:: Given entries

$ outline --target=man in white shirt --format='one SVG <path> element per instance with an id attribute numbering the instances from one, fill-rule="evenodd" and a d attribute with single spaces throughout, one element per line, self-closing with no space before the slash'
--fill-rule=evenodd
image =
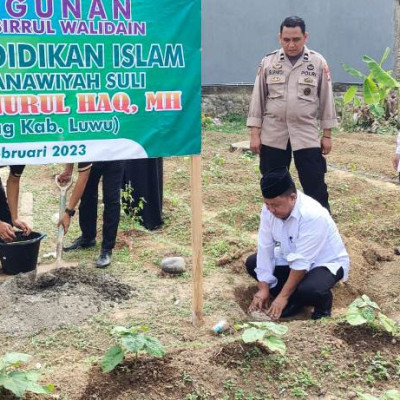
<path id="1" fill-rule="evenodd" d="M 261 178 L 264 206 L 258 252 L 246 261 L 258 281 L 249 311 L 273 319 L 288 317 L 302 306 L 314 306 L 312 319 L 329 317 L 332 287 L 346 280 L 349 256 L 329 212 L 296 186 L 286 167 L 267 171 Z"/>

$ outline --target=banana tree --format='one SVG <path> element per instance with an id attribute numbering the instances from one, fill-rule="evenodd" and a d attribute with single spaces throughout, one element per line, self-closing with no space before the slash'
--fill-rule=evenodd
<path id="1" fill-rule="evenodd" d="M 382 64 L 386 61 L 389 54 L 390 48 L 387 47 L 379 62 L 375 61 L 370 56 L 364 55 L 362 60 L 367 64 L 369 69 L 368 75 L 351 67 L 348 64 L 342 64 L 342 67 L 346 72 L 348 72 L 351 76 L 363 81 L 364 102 L 368 105 L 371 113 L 377 118 L 382 118 L 385 116 L 386 101 L 391 91 L 395 90 L 398 92 L 400 88 L 400 82 L 393 78 L 391 71 L 385 71 L 382 68 Z M 350 93 L 348 93 L 347 101 L 353 101 L 355 95 L 356 91 L 351 89 Z"/>

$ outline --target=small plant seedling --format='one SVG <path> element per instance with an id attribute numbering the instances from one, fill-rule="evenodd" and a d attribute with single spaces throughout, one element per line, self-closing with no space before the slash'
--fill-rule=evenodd
<path id="1" fill-rule="evenodd" d="M 260 343 L 273 352 L 282 355 L 286 353 L 284 341 L 278 337 L 287 333 L 286 325 L 279 325 L 275 322 L 248 322 L 242 325 L 235 325 L 235 329 L 244 329 L 242 340 L 244 343 Z"/>
<path id="2" fill-rule="evenodd" d="M 40 374 L 36 371 L 21 371 L 21 364 L 29 361 L 31 356 L 24 353 L 7 353 L 0 358 L 0 395 L 3 389 L 9 390 L 16 397 L 22 397 L 26 392 L 47 394 L 53 385 L 42 386 L 37 383 Z M 2 396 L 0 396 L 2 398 Z"/>
<path id="3" fill-rule="evenodd" d="M 112 330 L 112 334 L 116 337 L 119 345 L 108 349 L 102 360 L 103 372 L 112 371 L 120 364 L 126 354 L 135 354 L 136 358 L 139 353 L 146 353 L 154 357 L 164 357 L 164 346 L 158 339 L 146 335 L 149 328 L 146 326 L 125 328 L 124 326 L 116 326 Z"/>
<path id="4" fill-rule="evenodd" d="M 350 325 L 369 324 L 383 329 L 392 336 L 399 334 L 399 326 L 395 321 L 380 312 L 380 307 L 367 295 L 355 299 L 347 309 L 346 320 Z"/>
<path id="5" fill-rule="evenodd" d="M 398 390 L 388 390 L 380 397 L 371 396 L 370 394 L 357 392 L 357 398 L 361 400 L 400 400 L 400 392 Z"/>
<path id="6" fill-rule="evenodd" d="M 134 188 L 129 183 L 125 185 L 125 188 L 121 191 L 121 199 L 122 210 L 128 215 L 135 228 L 140 227 L 140 224 L 143 222 L 143 218 L 140 216 L 140 213 L 143 211 L 143 208 L 146 204 L 145 198 L 140 197 L 136 205 L 133 205 L 135 203 Z"/>

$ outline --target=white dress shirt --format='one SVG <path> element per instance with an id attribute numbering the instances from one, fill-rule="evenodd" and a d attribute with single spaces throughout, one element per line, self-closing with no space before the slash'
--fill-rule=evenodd
<path id="1" fill-rule="evenodd" d="M 258 232 L 257 268 L 261 282 L 276 286 L 275 266 L 311 271 L 327 267 L 336 275 L 343 267 L 348 278 L 349 256 L 329 212 L 316 200 L 297 191 L 295 206 L 286 219 L 275 217 L 264 204 Z"/>

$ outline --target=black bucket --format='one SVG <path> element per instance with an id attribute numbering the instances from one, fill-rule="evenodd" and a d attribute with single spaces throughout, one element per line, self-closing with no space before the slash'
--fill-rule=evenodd
<path id="1" fill-rule="evenodd" d="M 15 234 L 17 239 L 14 242 L 6 243 L 0 239 L 1 266 L 7 275 L 33 271 L 37 265 L 40 241 L 46 236 L 38 232 L 28 236 L 23 236 L 22 232 Z"/>

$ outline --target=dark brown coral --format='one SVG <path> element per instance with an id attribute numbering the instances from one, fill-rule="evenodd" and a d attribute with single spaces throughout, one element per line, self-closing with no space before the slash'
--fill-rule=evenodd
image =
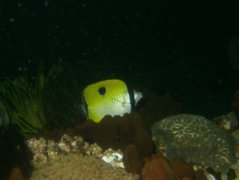
<path id="1" fill-rule="evenodd" d="M 146 160 L 142 171 L 143 180 L 206 180 L 202 171 L 194 171 L 183 159 L 176 158 L 172 164 L 162 153 Z"/>
<path id="2" fill-rule="evenodd" d="M 177 180 L 207 180 L 202 170 L 194 171 L 193 167 L 181 158 L 174 159 L 172 168 Z"/>
<path id="3" fill-rule="evenodd" d="M 130 144 L 126 147 L 123 156 L 123 162 L 126 171 L 140 174 L 144 166 L 143 159 L 141 158 L 137 147 Z"/>
<path id="4" fill-rule="evenodd" d="M 137 113 L 125 114 L 123 117 L 105 116 L 98 124 L 87 121 L 77 128 L 77 132 L 103 149 L 121 149 L 126 169 L 130 172 L 139 172 L 144 158 L 154 152 L 151 135 L 145 130 Z"/>
<path id="5" fill-rule="evenodd" d="M 9 180 L 23 180 L 23 174 L 19 167 L 14 167 L 9 176 Z"/>
<path id="6" fill-rule="evenodd" d="M 143 180 L 175 180 L 176 176 L 167 159 L 162 154 L 146 160 L 142 171 Z"/>
<path id="7" fill-rule="evenodd" d="M 152 145 L 151 136 L 145 131 L 142 118 L 137 113 L 120 116 L 105 116 L 100 123 L 86 121 L 75 129 L 86 140 L 106 148 L 124 149 L 128 144 Z M 145 143 L 141 144 L 145 146 Z M 148 146 L 148 145 L 146 145 Z"/>

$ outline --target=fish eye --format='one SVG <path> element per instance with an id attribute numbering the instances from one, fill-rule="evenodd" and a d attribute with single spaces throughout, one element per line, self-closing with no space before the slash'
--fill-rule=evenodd
<path id="1" fill-rule="evenodd" d="M 106 88 L 105 87 L 100 87 L 99 89 L 98 89 L 98 92 L 99 92 L 99 94 L 100 95 L 105 95 L 105 93 L 106 93 Z"/>

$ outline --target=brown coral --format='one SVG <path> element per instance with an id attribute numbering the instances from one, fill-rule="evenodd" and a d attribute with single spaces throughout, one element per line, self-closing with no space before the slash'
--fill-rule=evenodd
<path id="1" fill-rule="evenodd" d="M 193 167 L 181 158 L 174 159 L 172 168 L 177 180 L 207 180 L 202 170 L 194 171 Z"/>
<path id="2" fill-rule="evenodd" d="M 9 180 L 23 180 L 23 174 L 19 167 L 14 167 L 9 176 Z"/>
<path id="3" fill-rule="evenodd" d="M 172 167 L 178 179 L 194 179 L 194 172 L 192 166 L 187 164 L 183 159 L 174 159 Z"/>
<path id="4" fill-rule="evenodd" d="M 139 155 L 138 149 L 134 144 L 130 144 L 124 151 L 123 162 L 128 172 L 141 173 L 143 160 Z"/>
<path id="5" fill-rule="evenodd" d="M 124 151 L 124 159 L 127 159 L 125 165 L 130 172 L 139 172 L 144 158 L 154 152 L 151 136 L 145 130 L 144 123 L 137 113 L 125 114 L 123 117 L 105 116 L 97 124 L 87 121 L 80 125 L 77 131 L 86 141 L 96 142 L 103 149 Z M 128 145 L 133 146 L 126 148 Z M 129 163 L 130 158 L 132 161 L 137 159 L 139 163 Z"/>
<path id="6" fill-rule="evenodd" d="M 94 141 L 103 148 L 124 149 L 138 140 L 138 136 L 149 140 L 142 118 L 137 113 L 120 116 L 105 116 L 100 123 L 86 121 L 77 128 L 84 139 Z M 139 134 L 140 133 L 140 134 Z"/>
<path id="7" fill-rule="evenodd" d="M 206 180 L 203 171 L 194 171 L 183 159 L 174 159 L 172 164 L 162 153 L 146 160 L 142 171 L 143 180 Z"/>
<path id="8" fill-rule="evenodd" d="M 175 173 L 162 154 L 154 155 L 147 160 L 143 171 L 143 180 L 175 180 Z"/>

::::

--- Work task ---
Select every line above that contains the word "white", and copy it.

--- Response box ---
$ outline --target=man in white shirt --format='one SVG <path> element per instance with an id attribute numbering the instances from one, fill-rule="evenodd" and a d attribute with single spaces throughout, one element per line, self-closing with no space before the slash'
$ outline --target=white dress shirt --format='one SVG <path> element per instance with an id attribute numbering the instances from one, fill-rule="evenodd" and a d attribute with single spaces throughout, one element per line, self-closing with no space before the slash'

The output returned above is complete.